▶ [To do] Every entry, exactly as given, must be retyped.
---- Data section
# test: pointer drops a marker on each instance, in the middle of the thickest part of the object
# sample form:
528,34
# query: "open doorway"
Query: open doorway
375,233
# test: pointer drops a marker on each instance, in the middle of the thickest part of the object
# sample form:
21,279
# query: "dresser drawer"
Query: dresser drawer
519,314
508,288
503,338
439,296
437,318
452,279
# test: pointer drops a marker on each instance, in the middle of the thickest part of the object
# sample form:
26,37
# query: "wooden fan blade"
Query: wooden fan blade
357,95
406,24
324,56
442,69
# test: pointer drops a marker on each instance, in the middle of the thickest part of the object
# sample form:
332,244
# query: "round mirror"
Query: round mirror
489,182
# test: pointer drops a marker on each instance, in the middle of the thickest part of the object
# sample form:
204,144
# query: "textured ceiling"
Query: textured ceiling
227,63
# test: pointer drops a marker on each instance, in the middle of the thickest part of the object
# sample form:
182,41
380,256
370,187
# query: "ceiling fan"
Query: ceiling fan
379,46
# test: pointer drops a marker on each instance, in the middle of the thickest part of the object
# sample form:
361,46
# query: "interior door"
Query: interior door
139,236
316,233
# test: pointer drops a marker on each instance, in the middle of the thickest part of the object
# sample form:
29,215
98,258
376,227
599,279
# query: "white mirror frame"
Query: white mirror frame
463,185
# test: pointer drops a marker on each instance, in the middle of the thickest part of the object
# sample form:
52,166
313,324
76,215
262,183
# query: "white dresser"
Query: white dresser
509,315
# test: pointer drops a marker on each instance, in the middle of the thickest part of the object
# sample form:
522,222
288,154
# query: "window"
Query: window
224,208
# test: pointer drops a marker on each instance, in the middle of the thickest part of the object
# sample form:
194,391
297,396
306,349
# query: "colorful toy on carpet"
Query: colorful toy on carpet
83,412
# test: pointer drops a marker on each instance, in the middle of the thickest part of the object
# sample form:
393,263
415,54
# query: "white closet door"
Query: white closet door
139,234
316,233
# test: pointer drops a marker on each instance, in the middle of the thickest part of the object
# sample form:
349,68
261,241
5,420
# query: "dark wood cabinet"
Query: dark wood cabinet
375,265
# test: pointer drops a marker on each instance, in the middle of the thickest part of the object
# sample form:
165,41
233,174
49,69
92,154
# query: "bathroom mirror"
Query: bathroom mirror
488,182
--------
▶ [Exercise solution]
# test: pointer drops a marker on each instance, in the middle of the thickest part of the object
# sample form:
528,34
# query: "open doorway"
Query: open doorway
375,233
# test: pointer drops a marker on each instance, in the middle of the thickest part of the object
# sample form:
21,279
# query: "dresser drawer"
Query: dresser drawer
519,314
508,288
503,338
439,296
437,318
452,279
# test: pointer drops a marker on each instance, in the middle of the thickest part of the object
# sample form:
26,37
# query: "wooden fan blade"
Query: wooden fan blade
357,95
406,24
324,56
442,69
# test: pointer drops a marker on each instance, in the middle of the thickest part of the object
# sample form:
332,244
# query: "round mirror"
Query: round mirror
489,182
# test: pointer drops a marker on each instance, in the middle of the thickest part of the object
# sample form:
204,144
# query: "textured ceiling"
Query: textured ceiling
227,63
# test: pointer drops a marker on each instance, in the middle of the thickest part of the object
# sample form:
182,41
380,256
370,187
# query: "ceiling fan"
Query: ceiling fan
379,46
# test: pointer drops a marker on each instance, in the middle of the thickest part of the object
# sample form:
361,46
# query: "interior door"
Query: interior door
139,236
316,233
# test: pointer drops a marker on each instance, in the middle of the thickest part of the object
# sample form:
29,215
98,258
376,227
599,279
# query: "white mirror frame"
Query: white mirror frame
463,185
# test: pointer drops a marker on each instance, in the middle of the thickest part of the object
# sample form:
52,166
313,324
76,215
262,183
# query: "white dresser"
Query: white dresser
509,315
# test: pointer drops a marker on each instance, in the middle of the thickest part of the object
# sample form:
522,222
288,154
# query: "window"
Query: window
224,208
# test: pointer drops a marker on each instance, in the middle of the thickest part of the object
# sample form:
194,391
297,396
306,349
# query: "colorful toy on carpet"
Query: colorful toy on carpet
83,412
# test: pointer drops a marker on each instance, in the middle of the thickest part of the object
# sample form:
393,263
415,54
# query: "white closet door"
Query: white closet door
139,234
316,233
# test: pointer drops a marker on each instance, in the middle of the thickest part of the object
# sample form:
349,68
261,241
5,420
# query: "dark wood cabinet"
Query: dark wood cabinet
375,265
# test: pointer drops a marker on each instance, in the middle of the thickest part of the object
# sample form:
165,41
233,174
49,69
92,154
# query: "bathroom mirror"
Query: bathroom mirror
488,182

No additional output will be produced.